Given data:
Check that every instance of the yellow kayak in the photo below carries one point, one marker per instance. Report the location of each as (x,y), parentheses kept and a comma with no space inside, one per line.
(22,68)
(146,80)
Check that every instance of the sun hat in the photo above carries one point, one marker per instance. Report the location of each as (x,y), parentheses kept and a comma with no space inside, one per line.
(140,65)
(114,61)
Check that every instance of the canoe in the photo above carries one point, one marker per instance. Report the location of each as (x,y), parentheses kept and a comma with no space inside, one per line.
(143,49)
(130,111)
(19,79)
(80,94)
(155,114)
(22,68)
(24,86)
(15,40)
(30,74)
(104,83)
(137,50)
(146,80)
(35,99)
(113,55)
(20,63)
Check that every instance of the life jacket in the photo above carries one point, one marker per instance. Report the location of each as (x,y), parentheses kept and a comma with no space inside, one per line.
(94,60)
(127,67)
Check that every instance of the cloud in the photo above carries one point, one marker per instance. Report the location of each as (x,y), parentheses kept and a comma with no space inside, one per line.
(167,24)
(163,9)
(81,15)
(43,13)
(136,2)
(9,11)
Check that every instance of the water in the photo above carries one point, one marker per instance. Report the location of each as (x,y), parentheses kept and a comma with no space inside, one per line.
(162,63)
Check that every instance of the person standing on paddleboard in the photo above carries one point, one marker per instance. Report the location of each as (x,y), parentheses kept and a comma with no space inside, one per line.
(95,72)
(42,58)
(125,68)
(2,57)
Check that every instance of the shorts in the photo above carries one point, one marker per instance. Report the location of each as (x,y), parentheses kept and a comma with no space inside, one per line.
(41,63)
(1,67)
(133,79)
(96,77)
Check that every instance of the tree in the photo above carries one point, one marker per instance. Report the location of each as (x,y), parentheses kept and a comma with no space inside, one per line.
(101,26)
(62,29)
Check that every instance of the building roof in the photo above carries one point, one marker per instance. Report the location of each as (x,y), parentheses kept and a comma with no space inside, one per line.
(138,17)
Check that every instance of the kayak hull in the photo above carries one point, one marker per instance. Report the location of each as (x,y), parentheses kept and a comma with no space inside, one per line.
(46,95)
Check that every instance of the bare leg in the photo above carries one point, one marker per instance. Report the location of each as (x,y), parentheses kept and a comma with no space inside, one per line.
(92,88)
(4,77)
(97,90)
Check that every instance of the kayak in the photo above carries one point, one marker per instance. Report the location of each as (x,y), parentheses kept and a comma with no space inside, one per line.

What the exercise asks: Write out exactly the lines starting with the one that holds "Check that every instance of the tree" and running through the last line above.

Result of the exercise:
Check that every instance of the tree in the photo above carries one point, one marker per instance. Report the location of each as (x,y), parentheses kept and a comma with no space inside, one per line.
(101,26)
(62,29)
Check that every instance of the building roof in the photo above carries one point, one marker per instance. Report the location of each as (x,y), parentheses kept and a comma with no space inside, one per line.
(138,17)
Check that every instance of the kayak hull in the photo above carries one point, one marker per instance. Report the location of each as (x,y), parentheses kept and a comma with no space inside, one per line.
(46,95)
Check that every instance of the bare leg in the photo above carries one point, one marker per instance. Report the location of each as (x,y), parentheses kept and a comma with no space inside, one per line.
(92,88)
(4,77)
(97,90)
Check that every instance of the kayak in the photo above carries one point, one marker per instance. Report the location of each as (x,y), parentheses kept and a comma with no space inside, one per line.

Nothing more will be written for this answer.